Directions for this task:
Give back every line exactly as it appears, pictures excluded.

Raw data:

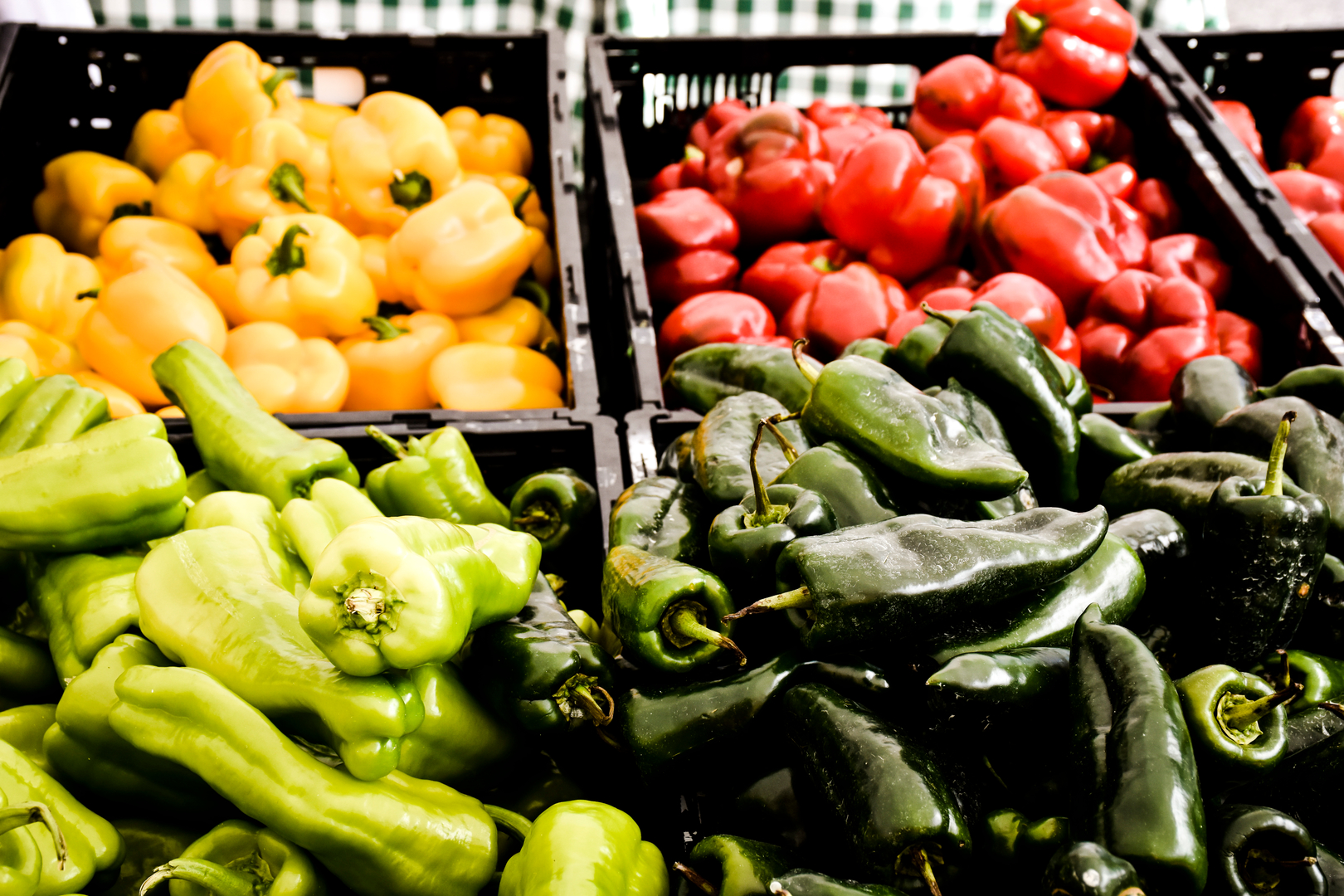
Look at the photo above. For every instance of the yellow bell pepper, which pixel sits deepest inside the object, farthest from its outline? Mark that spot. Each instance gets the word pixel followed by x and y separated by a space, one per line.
pixel 320 119
pixel 42 284
pixel 284 373
pixel 300 270
pixel 483 377
pixel 139 316
pixel 275 168
pixel 175 245
pixel 463 253
pixel 388 360
pixel 183 193
pixel 231 90
pixel 51 353
pixel 158 137
pixel 119 402
pixel 85 191
pixel 489 144
pixel 392 158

Full answer:
Look at the photo above. For every instance of the yellow bell pepper, which pixel sits deepest inside the object, farthest from its outline? Mark that spot. Each instance gets the word pixel followed by x and y separated by a space, one per line.
pixel 320 119
pixel 42 284
pixel 284 373
pixel 300 270
pixel 483 377
pixel 139 316
pixel 275 168
pixel 175 245
pixel 463 253
pixel 388 360
pixel 183 193
pixel 231 90
pixel 51 353
pixel 158 137
pixel 119 402
pixel 85 191
pixel 489 144
pixel 392 158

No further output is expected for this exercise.